**What is being asked**
Reproduce all of the data below word for word, omitting the pictures.

Detection annotation data
** START **

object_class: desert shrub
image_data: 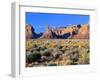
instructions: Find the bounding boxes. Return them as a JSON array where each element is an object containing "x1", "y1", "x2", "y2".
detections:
[
  {"x1": 57, "y1": 45, "x2": 63, "y2": 49},
  {"x1": 43, "y1": 49, "x2": 51, "y2": 57},
  {"x1": 33, "y1": 44, "x2": 38, "y2": 48},
  {"x1": 48, "y1": 63, "x2": 57, "y2": 66},
  {"x1": 53, "y1": 50, "x2": 63, "y2": 59},
  {"x1": 69, "y1": 51, "x2": 79, "y2": 65},
  {"x1": 26, "y1": 51, "x2": 41, "y2": 63},
  {"x1": 79, "y1": 52, "x2": 89, "y2": 64}
]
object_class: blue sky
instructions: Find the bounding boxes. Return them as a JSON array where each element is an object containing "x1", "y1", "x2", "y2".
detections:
[{"x1": 25, "y1": 12, "x2": 89, "y2": 33}]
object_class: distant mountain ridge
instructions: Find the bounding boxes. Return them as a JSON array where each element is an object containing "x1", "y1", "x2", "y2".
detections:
[{"x1": 26, "y1": 24, "x2": 89, "y2": 39}]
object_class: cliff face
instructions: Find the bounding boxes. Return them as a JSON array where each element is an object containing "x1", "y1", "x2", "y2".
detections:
[
  {"x1": 26, "y1": 24, "x2": 89, "y2": 39},
  {"x1": 74, "y1": 24, "x2": 89, "y2": 39}
]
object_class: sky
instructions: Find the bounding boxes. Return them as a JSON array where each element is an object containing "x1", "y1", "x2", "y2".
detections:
[{"x1": 25, "y1": 12, "x2": 90, "y2": 33}]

** END **

**Response below**
object_class: desert shrub
image_data: 
instructions: Find the bounding boxes. Return them as a JSON array where each element is an object containing "x1", "y1", "x2", "y2".
detections:
[
  {"x1": 57, "y1": 45, "x2": 63, "y2": 49},
  {"x1": 43, "y1": 49, "x2": 51, "y2": 57},
  {"x1": 33, "y1": 44, "x2": 38, "y2": 48},
  {"x1": 48, "y1": 63, "x2": 57, "y2": 66},
  {"x1": 53, "y1": 50, "x2": 63, "y2": 59},
  {"x1": 69, "y1": 51, "x2": 79, "y2": 65},
  {"x1": 26, "y1": 51, "x2": 41, "y2": 63},
  {"x1": 79, "y1": 52, "x2": 89, "y2": 64}
]
object_class: blue sky
instructions: Find the bounding boxes. Return them as a JSON array where each element is an object containing "x1", "y1", "x2", "y2".
detections:
[{"x1": 25, "y1": 12, "x2": 89, "y2": 33}]
object_class: distant mountain ridge
instructions: Find the bounding boxes. Return them as a JSON array where each element is an object containing "x1", "y1", "x2", "y2".
detections:
[{"x1": 26, "y1": 24, "x2": 89, "y2": 39}]
object_class: cliff face
instructions: Find the bounding boxes. Return them as a JSON array where each element is an object containing "x1", "y1", "x2", "y2".
detections:
[
  {"x1": 26, "y1": 24, "x2": 89, "y2": 39},
  {"x1": 74, "y1": 24, "x2": 89, "y2": 39}
]
object_class: sky
instructions: Find the bounding boxes. Return them as a JSON array where each element is an object containing "x1", "y1", "x2", "y2".
detections:
[{"x1": 25, "y1": 12, "x2": 90, "y2": 33}]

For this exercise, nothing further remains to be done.